──────── Passage ────────

Not unusual at all for companies to put things on sale temporarily.  I don't think there's value in reading anything into it. Especially as the PW is 'new' in it's current specifications from only this summer.  And the Voyage, which may, in fact, be due for an update, isn't part of the sale.


----------



## jlee745 (Jul 27, 2010)

How cool would it be for Amazon to make an
Announcement onOct. 21 2015 the day Marty McFly 
Arrived in the future.


----------



## jlee745 (Jul 27, 2010)

Ok Barnes and noble has released a new e reader that is waterproof and dust proof. If kobo and barnes and noble can have this feature why can't Amazon??


----------



## Ann in Arlington (Oct 27, 2008)

jlee745 said:


> Ok Barnes and noble has released a new e reader that is waterproof and dust proof. If kobo and barnes and noble can have this feature why can't Amazon??


http://waterfi.com/waterproof-kindle

They definitely do PWs . . . not sure about the Voyage. You can buy one from them or send your device for them to waterproof.

It's more money than I'd want to spend, though. I don't personally have a need for waterproofing of my devices. I just don't use 'em where it's likely to be a problem.

I can totally see it, however, as an option at some point.


----------



## booklover888 (May 20, 2012)

jlee745 said:


> Ok Barnes and noble has released a new e reader that is waterproof and dust proof. If kobo and barnes and noble can have this feature why can't Amazon??


My prediction is, they will. Voyage 2 will be water & dust proof. Just a matter of time.


----------



## jlee745 (Jul 27, 2010)

Thoughts?
http://goodereader.com/blog/electronic-readers/amazon-confirms-kindle-voyage-2-will-be-released-in-november


----------



## booklover888 (May 20, 2012)

jlee745 said:


> Thoughts?
> http://goodereader.com/blog/electronic-readers/amazon-confirms-kindle-voyage-2-will-be-released-in-november


I wouldn't believe anything on that site. They take other people's blogs and change them up a little, make them more inflammatory, usually, and add whatever they feel like to it (regardless of truth or facts).


----------



## Ann in Arlington (Oct 27, 2008)

I don't have any opinion on veracity of the article in question . . . . but I personally believe that it's more likely than not that there will be a new Voyage this fall.

────────

● **Set task**: Extract the stretch of the e-reader forum thread from "I wouldn't believe" through "truth or facts).", copying it word for word.

──────── Given entries ────────

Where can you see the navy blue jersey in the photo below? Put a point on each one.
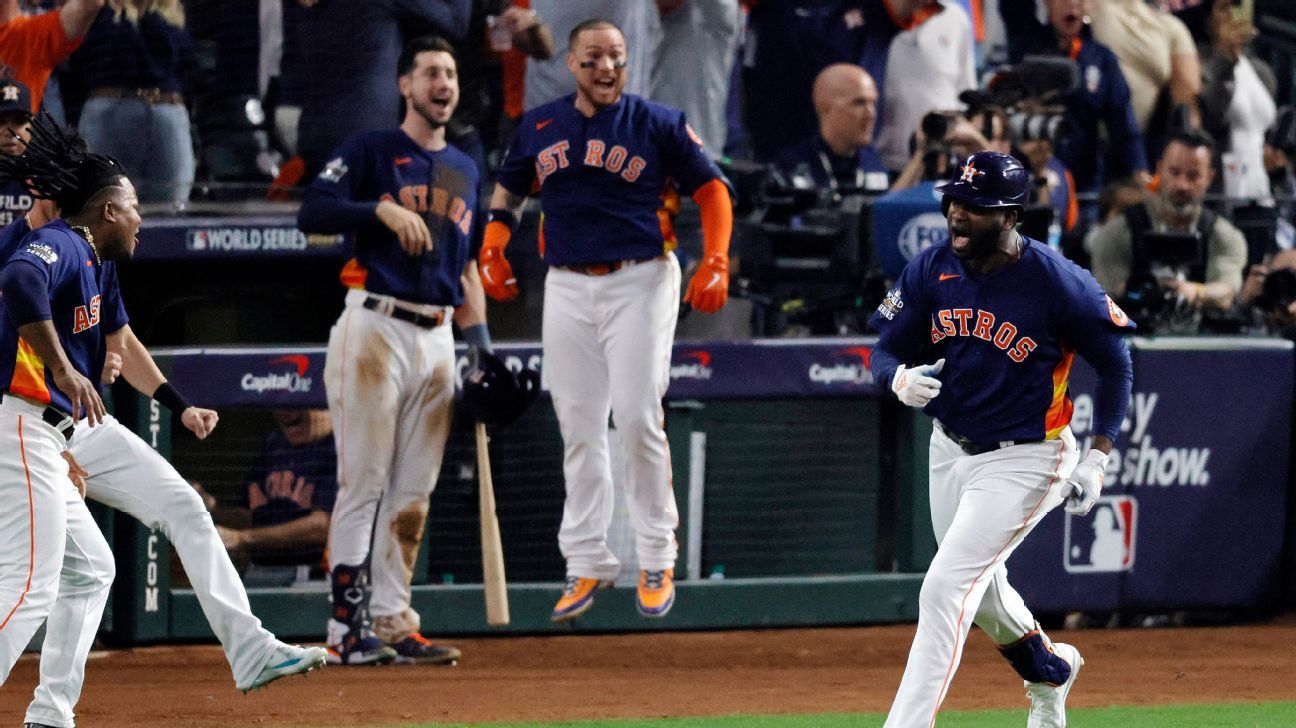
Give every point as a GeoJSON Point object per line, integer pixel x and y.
{"type": "Point", "coordinates": [14, 201]}
{"type": "Point", "coordinates": [84, 301]}
{"type": "Point", "coordinates": [388, 165]}
{"type": "Point", "coordinates": [1008, 340]}
{"type": "Point", "coordinates": [601, 179]}
{"type": "Point", "coordinates": [288, 482]}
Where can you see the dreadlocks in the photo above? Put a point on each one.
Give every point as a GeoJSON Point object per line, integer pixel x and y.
{"type": "Point", "coordinates": [56, 166]}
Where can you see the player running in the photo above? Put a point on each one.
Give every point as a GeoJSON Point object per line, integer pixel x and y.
{"type": "Point", "coordinates": [601, 159]}
{"type": "Point", "coordinates": [121, 470]}
{"type": "Point", "coordinates": [995, 320]}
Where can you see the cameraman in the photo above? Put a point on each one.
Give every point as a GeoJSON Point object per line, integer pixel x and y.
{"type": "Point", "coordinates": [1270, 290]}
{"type": "Point", "coordinates": [1102, 97]}
{"type": "Point", "coordinates": [1185, 172]}
{"type": "Point", "coordinates": [841, 156]}
{"type": "Point", "coordinates": [944, 139]}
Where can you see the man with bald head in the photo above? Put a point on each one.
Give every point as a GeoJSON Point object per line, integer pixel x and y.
{"type": "Point", "coordinates": [841, 156]}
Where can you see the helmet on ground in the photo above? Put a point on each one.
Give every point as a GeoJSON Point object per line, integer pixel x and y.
{"type": "Point", "coordinates": [989, 179]}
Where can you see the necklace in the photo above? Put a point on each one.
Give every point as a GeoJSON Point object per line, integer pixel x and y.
{"type": "Point", "coordinates": [84, 232]}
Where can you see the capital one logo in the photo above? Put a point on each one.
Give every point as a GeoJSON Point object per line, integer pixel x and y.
{"type": "Point", "coordinates": [692, 365]}
{"type": "Point", "coordinates": [1104, 540]}
{"type": "Point", "coordinates": [852, 368]}
{"type": "Point", "coordinates": [292, 381]}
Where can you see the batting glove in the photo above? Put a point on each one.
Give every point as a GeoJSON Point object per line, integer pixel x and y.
{"type": "Point", "coordinates": [708, 289]}
{"type": "Point", "coordinates": [1086, 483]}
{"type": "Point", "coordinates": [919, 385]}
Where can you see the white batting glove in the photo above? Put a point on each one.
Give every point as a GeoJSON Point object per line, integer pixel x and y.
{"type": "Point", "coordinates": [1086, 483]}
{"type": "Point", "coordinates": [919, 385]}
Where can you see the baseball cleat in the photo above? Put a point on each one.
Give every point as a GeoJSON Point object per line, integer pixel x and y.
{"type": "Point", "coordinates": [362, 648]}
{"type": "Point", "coordinates": [656, 593]}
{"type": "Point", "coordinates": [1047, 701]}
{"type": "Point", "coordinates": [416, 649]}
{"type": "Point", "coordinates": [577, 597]}
{"type": "Point", "coordinates": [288, 659]}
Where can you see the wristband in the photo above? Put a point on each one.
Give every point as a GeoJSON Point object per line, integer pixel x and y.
{"type": "Point", "coordinates": [502, 215]}
{"type": "Point", "coordinates": [170, 398]}
{"type": "Point", "coordinates": [478, 336]}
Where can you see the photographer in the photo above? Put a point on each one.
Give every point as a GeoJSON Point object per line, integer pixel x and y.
{"type": "Point", "coordinates": [1270, 292]}
{"type": "Point", "coordinates": [841, 156]}
{"type": "Point", "coordinates": [1207, 276]}
{"type": "Point", "coordinates": [944, 139]}
{"type": "Point", "coordinates": [1103, 99]}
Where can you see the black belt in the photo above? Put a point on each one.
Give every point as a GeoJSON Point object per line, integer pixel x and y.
{"type": "Point", "coordinates": [421, 320]}
{"type": "Point", "coordinates": [60, 421]}
{"type": "Point", "coordinates": [981, 447]}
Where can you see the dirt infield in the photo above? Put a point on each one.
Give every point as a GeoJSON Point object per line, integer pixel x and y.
{"type": "Point", "coordinates": [784, 671]}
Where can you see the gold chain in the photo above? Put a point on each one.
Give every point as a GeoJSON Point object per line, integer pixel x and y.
{"type": "Point", "coordinates": [84, 232]}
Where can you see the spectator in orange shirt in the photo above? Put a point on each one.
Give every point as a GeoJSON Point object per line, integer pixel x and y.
{"type": "Point", "coordinates": [30, 47]}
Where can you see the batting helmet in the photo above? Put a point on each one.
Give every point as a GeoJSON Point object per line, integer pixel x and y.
{"type": "Point", "coordinates": [495, 395]}
{"type": "Point", "coordinates": [989, 179]}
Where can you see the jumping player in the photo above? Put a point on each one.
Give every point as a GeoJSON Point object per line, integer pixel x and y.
{"type": "Point", "coordinates": [1002, 316]}
{"type": "Point", "coordinates": [601, 159]}
{"type": "Point", "coordinates": [411, 201]}
{"type": "Point", "coordinates": [127, 474]}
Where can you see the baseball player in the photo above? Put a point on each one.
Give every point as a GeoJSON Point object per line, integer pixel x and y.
{"type": "Point", "coordinates": [127, 474]}
{"type": "Point", "coordinates": [411, 201]}
{"type": "Point", "coordinates": [989, 324]}
{"type": "Point", "coordinates": [601, 161]}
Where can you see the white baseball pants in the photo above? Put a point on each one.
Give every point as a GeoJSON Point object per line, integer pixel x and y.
{"type": "Point", "coordinates": [983, 507]}
{"type": "Point", "coordinates": [390, 393]}
{"type": "Point", "coordinates": [131, 477]}
{"type": "Point", "coordinates": [607, 349]}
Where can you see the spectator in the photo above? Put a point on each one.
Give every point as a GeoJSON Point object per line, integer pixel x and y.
{"type": "Point", "coordinates": [929, 64]}
{"type": "Point", "coordinates": [1100, 97]}
{"type": "Point", "coordinates": [31, 45]}
{"type": "Point", "coordinates": [936, 157]}
{"type": "Point", "coordinates": [494, 29]}
{"type": "Point", "coordinates": [788, 43]}
{"type": "Point", "coordinates": [1120, 257]}
{"type": "Point", "coordinates": [692, 64]}
{"type": "Point", "coordinates": [1160, 64]}
{"type": "Point", "coordinates": [283, 520]}
{"type": "Point", "coordinates": [14, 130]}
{"type": "Point", "coordinates": [841, 154]}
{"type": "Point", "coordinates": [1054, 187]}
{"type": "Point", "coordinates": [134, 62]}
{"type": "Point", "coordinates": [372, 35]}
{"type": "Point", "coordinates": [550, 79]}
{"type": "Point", "coordinates": [1238, 102]}
{"type": "Point", "coordinates": [1270, 292]}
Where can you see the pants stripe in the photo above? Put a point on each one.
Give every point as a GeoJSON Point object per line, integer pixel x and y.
{"type": "Point", "coordinates": [31, 529]}
{"type": "Point", "coordinates": [958, 626]}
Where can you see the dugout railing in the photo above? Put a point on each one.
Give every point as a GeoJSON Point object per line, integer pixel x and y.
{"type": "Point", "coordinates": [801, 494]}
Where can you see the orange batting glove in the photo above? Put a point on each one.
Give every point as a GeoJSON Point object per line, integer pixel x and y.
{"type": "Point", "coordinates": [497, 275]}
{"type": "Point", "coordinates": [708, 289]}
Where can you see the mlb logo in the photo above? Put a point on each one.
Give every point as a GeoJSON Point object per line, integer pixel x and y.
{"type": "Point", "coordinates": [1102, 542]}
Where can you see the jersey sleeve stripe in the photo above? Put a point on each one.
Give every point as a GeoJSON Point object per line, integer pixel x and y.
{"type": "Point", "coordinates": [29, 375]}
{"type": "Point", "coordinates": [1060, 407]}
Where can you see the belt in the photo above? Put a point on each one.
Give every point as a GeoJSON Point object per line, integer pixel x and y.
{"type": "Point", "coordinates": [388, 308]}
{"type": "Point", "coordinates": [52, 416]}
{"type": "Point", "coordinates": [979, 447]}
{"type": "Point", "coordinates": [147, 95]}
{"type": "Point", "coordinates": [607, 267]}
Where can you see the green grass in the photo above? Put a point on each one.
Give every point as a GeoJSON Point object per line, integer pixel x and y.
{"type": "Point", "coordinates": [1231, 715]}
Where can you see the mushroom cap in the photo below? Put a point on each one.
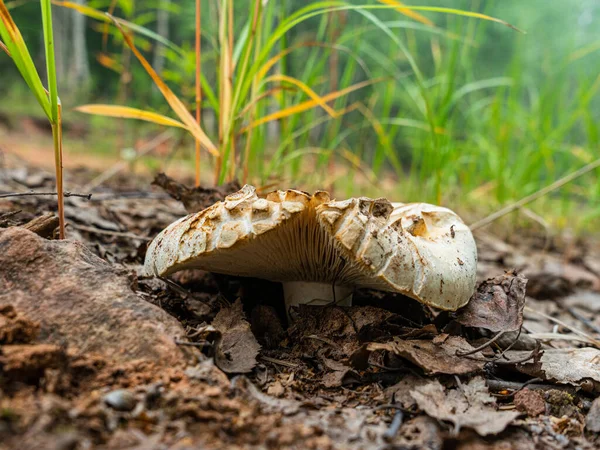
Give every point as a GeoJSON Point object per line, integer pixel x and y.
{"type": "Point", "coordinates": [420, 250]}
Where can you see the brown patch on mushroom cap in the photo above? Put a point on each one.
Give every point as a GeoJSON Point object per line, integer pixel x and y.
{"type": "Point", "coordinates": [290, 235]}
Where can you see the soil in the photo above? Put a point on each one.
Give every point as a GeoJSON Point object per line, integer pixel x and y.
{"type": "Point", "coordinates": [209, 361]}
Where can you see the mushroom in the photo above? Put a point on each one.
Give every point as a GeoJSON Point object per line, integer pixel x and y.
{"type": "Point", "coordinates": [322, 249]}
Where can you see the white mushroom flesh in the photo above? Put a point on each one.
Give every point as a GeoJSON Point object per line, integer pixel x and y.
{"type": "Point", "coordinates": [423, 251]}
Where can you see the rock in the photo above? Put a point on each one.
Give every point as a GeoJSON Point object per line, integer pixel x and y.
{"type": "Point", "coordinates": [530, 402]}
{"type": "Point", "coordinates": [28, 363]}
{"type": "Point", "coordinates": [82, 301]}
{"type": "Point", "coordinates": [120, 400]}
{"type": "Point", "coordinates": [15, 328]}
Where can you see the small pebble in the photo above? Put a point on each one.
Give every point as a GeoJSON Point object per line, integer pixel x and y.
{"type": "Point", "coordinates": [120, 400]}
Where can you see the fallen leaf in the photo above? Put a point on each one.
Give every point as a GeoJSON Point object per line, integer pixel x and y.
{"type": "Point", "coordinates": [197, 198]}
{"type": "Point", "coordinates": [236, 349]}
{"type": "Point", "coordinates": [583, 299]}
{"type": "Point", "coordinates": [592, 420]}
{"type": "Point", "coordinates": [400, 393]}
{"type": "Point", "coordinates": [497, 305]}
{"type": "Point", "coordinates": [530, 402]}
{"type": "Point", "coordinates": [469, 406]}
{"type": "Point", "coordinates": [575, 366]}
{"type": "Point", "coordinates": [434, 358]}
{"type": "Point", "coordinates": [422, 432]}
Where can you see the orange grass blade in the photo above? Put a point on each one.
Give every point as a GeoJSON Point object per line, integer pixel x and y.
{"type": "Point", "coordinates": [176, 104]}
{"type": "Point", "coordinates": [125, 112]}
{"type": "Point", "coordinates": [304, 87]}
{"type": "Point", "coordinates": [198, 85]}
{"type": "Point", "coordinates": [109, 62]}
{"type": "Point", "coordinates": [309, 104]}
{"type": "Point", "coordinates": [407, 12]}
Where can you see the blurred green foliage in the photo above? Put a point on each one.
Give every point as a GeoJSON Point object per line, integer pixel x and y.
{"type": "Point", "coordinates": [512, 111]}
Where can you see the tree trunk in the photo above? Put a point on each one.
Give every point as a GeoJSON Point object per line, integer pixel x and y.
{"type": "Point", "coordinates": [162, 28]}
{"type": "Point", "coordinates": [79, 73]}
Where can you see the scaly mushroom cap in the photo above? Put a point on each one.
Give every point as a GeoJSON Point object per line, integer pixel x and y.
{"type": "Point", "coordinates": [423, 251]}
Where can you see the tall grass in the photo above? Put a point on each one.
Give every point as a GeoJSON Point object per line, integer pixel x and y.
{"type": "Point", "coordinates": [17, 49]}
{"type": "Point", "coordinates": [387, 94]}
{"type": "Point", "coordinates": [251, 78]}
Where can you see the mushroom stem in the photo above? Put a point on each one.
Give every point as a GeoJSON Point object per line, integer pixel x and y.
{"type": "Point", "coordinates": [307, 292]}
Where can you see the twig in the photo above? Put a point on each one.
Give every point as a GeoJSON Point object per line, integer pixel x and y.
{"type": "Point", "coordinates": [279, 362]}
{"type": "Point", "coordinates": [394, 426]}
{"type": "Point", "coordinates": [586, 321]}
{"type": "Point", "coordinates": [200, 344]}
{"type": "Point", "coordinates": [30, 193]}
{"type": "Point", "coordinates": [578, 332]}
{"type": "Point", "coordinates": [109, 233]}
{"type": "Point", "coordinates": [324, 340]}
{"type": "Point", "coordinates": [500, 385]}
{"type": "Point", "coordinates": [481, 347]}
{"type": "Point", "coordinates": [10, 214]}
{"type": "Point", "coordinates": [530, 198]}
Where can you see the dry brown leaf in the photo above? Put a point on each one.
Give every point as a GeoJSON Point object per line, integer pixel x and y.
{"type": "Point", "coordinates": [469, 406]}
{"type": "Point", "coordinates": [236, 349]}
{"type": "Point", "coordinates": [497, 305]}
{"type": "Point", "coordinates": [592, 420]}
{"type": "Point", "coordinates": [575, 366]}
{"type": "Point", "coordinates": [435, 358]}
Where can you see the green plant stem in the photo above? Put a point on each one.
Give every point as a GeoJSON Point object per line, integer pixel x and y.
{"type": "Point", "coordinates": [55, 110]}
{"type": "Point", "coordinates": [57, 140]}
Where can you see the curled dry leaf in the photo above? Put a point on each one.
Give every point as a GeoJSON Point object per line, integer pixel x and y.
{"type": "Point", "coordinates": [468, 406]}
{"type": "Point", "coordinates": [435, 357]}
{"type": "Point", "coordinates": [236, 349]}
{"type": "Point", "coordinates": [575, 366]}
{"type": "Point", "coordinates": [592, 420]}
{"type": "Point", "coordinates": [497, 305]}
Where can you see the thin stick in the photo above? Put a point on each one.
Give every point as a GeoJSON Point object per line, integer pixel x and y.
{"type": "Point", "coordinates": [395, 426]}
{"type": "Point", "coordinates": [198, 84]}
{"type": "Point", "coordinates": [583, 319]}
{"type": "Point", "coordinates": [530, 198]}
{"type": "Point", "coordinates": [59, 174]}
{"type": "Point", "coordinates": [279, 362]}
{"type": "Point", "coordinates": [109, 233]}
{"type": "Point", "coordinates": [578, 332]}
{"type": "Point", "coordinates": [481, 347]}
{"type": "Point", "coordinates": [26, 194]}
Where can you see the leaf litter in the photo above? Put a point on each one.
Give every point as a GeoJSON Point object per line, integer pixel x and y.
{"type": "Point", "coordinates": [386, 373]}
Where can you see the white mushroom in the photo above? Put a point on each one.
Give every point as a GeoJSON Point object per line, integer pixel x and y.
{"type": "Point", "coordinates": [321, 249]}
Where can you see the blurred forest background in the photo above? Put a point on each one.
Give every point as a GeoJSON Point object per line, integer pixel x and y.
{"type": "Point", "coordinates": [426, 106]}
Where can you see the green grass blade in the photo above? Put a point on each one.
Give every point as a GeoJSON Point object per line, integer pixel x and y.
{"type": "Point", "coordinates": [10, 34]}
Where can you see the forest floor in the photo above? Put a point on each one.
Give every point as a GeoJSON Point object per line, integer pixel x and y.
{"type": "Point", "coordinates": [94, 355]}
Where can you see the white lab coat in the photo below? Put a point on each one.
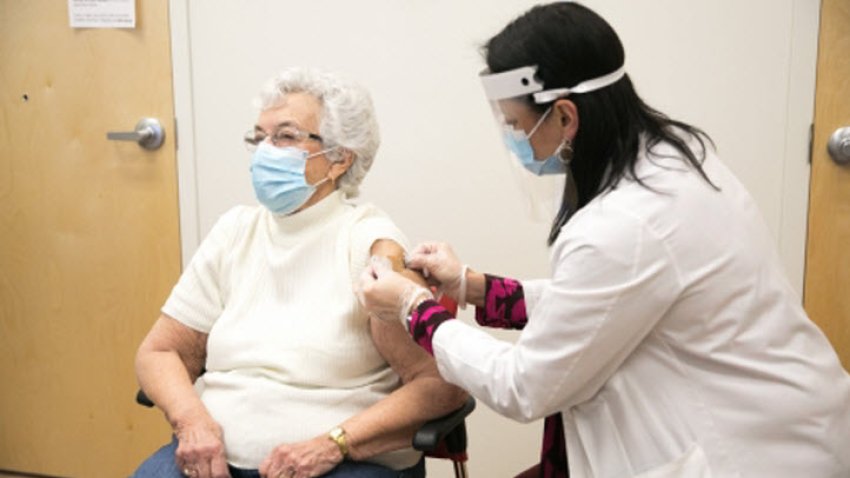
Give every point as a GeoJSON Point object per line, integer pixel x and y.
{"type": "Point", "coordinates": [670, 340]}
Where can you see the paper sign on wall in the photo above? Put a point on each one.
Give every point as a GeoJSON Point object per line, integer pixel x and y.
{"type": "Point", "coordinates": [102, 13]}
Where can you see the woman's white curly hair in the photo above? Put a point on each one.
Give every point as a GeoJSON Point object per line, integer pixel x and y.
{"type": "Point", "coordinates": [347, 119]}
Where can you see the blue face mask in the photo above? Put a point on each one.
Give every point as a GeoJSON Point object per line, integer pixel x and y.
{"type": "Point", "coordinates": [278, 177]}
{"type": "Point", "coordinates": [520, 144]}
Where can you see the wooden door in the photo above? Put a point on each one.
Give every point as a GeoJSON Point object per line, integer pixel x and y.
{"type": "Point", "coordinates": [827, 285]}
{"type": "Point", "coordinates": [89, 244]}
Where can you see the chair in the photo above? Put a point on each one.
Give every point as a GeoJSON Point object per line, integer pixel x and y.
{"type": "Point", "coordinates": [442, 438]}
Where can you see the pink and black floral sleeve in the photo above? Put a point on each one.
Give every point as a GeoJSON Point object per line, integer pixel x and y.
{"type": "Point", "coordinates": [504, 307]}
{"type": "Point", "coordinates": [504, 304]}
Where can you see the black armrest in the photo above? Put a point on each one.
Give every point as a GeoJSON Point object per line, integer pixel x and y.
{"type": "Point", "coordinates": [143, 399]}
{"type": "Point", "coordinates": [451, 427]}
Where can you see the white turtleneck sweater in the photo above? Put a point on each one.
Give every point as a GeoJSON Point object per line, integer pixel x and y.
{"type": "Point", "coordinates": [289, 353]}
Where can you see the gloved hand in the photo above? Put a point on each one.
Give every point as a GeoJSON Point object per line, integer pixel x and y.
{"type": "Point", "coordinates": [386, 294]}
{"type": "Point", "coordinates": [440, 265]}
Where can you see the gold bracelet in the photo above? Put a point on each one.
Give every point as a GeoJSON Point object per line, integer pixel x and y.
{"type": "Point", "coordinates": [337, 435]}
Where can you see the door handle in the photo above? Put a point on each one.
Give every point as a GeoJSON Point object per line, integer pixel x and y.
{"type": "Point", "coordinates": [839, 145]}
{"type": "Point", "coordinates": [148, 134]}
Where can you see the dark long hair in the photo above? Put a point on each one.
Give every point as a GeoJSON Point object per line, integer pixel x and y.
{"type": "Point", "coordinates": [570, 43]}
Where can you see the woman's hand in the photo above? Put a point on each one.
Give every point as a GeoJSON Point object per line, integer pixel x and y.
{"type": "Point", "coordinates": [200, 449]}
{"type": "Point", "coordinates": [302, 460]}
{"type": "Point", "coordinates": [440, 265]}
{"type": "Point", "coordinates": [386, 294]}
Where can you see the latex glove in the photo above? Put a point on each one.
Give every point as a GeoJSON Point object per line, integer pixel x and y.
{"type": "Point", "coordinates": [440, 265]}
{"type": "Point", "coordinates": [385, 293]}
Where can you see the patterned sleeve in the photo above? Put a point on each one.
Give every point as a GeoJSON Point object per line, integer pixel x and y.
{"type": "Point", "coordinates": [424, 322]}
{"type": "Point", "coordinates": [504, 304]}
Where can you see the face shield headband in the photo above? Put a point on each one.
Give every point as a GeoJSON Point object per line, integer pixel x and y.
{"type": "Point", "coordinates": [523, 81]}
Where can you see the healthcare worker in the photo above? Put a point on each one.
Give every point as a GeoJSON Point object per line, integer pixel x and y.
{"type": "Point", "coordinates": [668, 337]}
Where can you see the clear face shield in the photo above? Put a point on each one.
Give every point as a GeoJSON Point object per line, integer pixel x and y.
{"type": "Point", "coordinates": [541, 179]}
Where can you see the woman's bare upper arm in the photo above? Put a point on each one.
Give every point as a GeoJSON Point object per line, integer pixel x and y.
{"type": "Point", "coordinates": [393, 342]}
{"type": "Point", "coordinates": [169, 335]}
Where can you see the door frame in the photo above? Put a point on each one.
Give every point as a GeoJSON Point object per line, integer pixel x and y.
{"type": "Point", "coordinates": [184, 112]}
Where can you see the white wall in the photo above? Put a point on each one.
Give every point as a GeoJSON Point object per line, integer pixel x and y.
{"type": "Point", "coordinates": [743, 71]}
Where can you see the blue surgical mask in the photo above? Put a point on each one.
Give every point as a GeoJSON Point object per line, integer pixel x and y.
{"type": "Point", "coordinates": [520, 144]}
{"type": "Point", "coordinates": [278, 177]}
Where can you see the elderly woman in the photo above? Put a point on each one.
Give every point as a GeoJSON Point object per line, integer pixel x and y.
{"type": "Point", "coordinates": [298, 381]}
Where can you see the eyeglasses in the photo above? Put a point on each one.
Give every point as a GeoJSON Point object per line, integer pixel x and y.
{"type": "Point", "coordinates": [283, 137]}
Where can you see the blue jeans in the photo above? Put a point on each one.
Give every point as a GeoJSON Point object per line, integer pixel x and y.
{"type": "Point", "coordinates": [162, 465]}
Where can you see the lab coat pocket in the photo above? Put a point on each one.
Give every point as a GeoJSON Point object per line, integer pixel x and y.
{"type": "Point", "coordinates": [693, 464]}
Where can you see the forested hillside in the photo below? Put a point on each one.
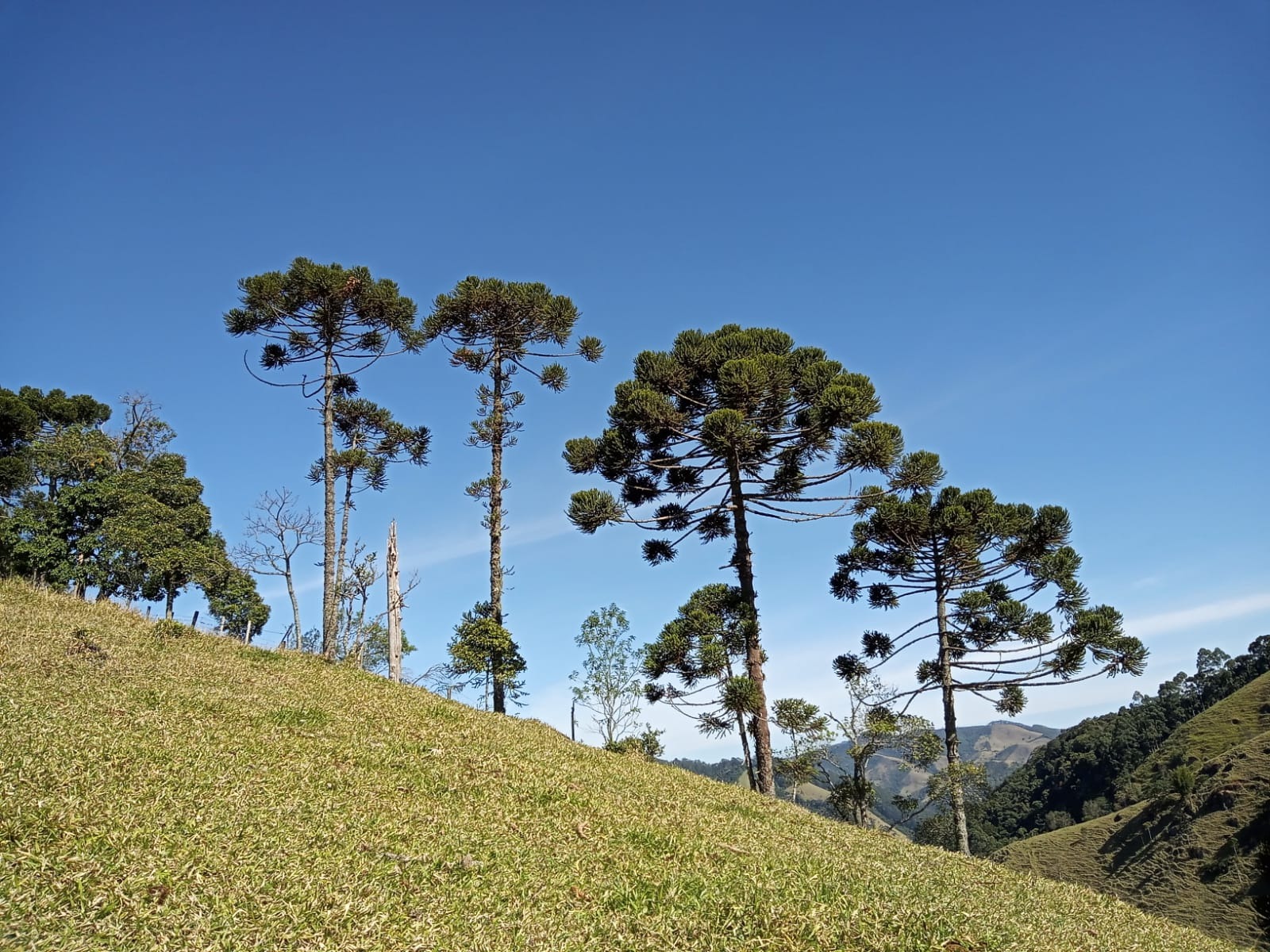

────────

● **Exercise answer**:
I wouldn't believe anything on that site. They take other people's blogs and change them up a little, make them more inflammatory, usually, and add whatever they feel like to it (regardless of truth or facts).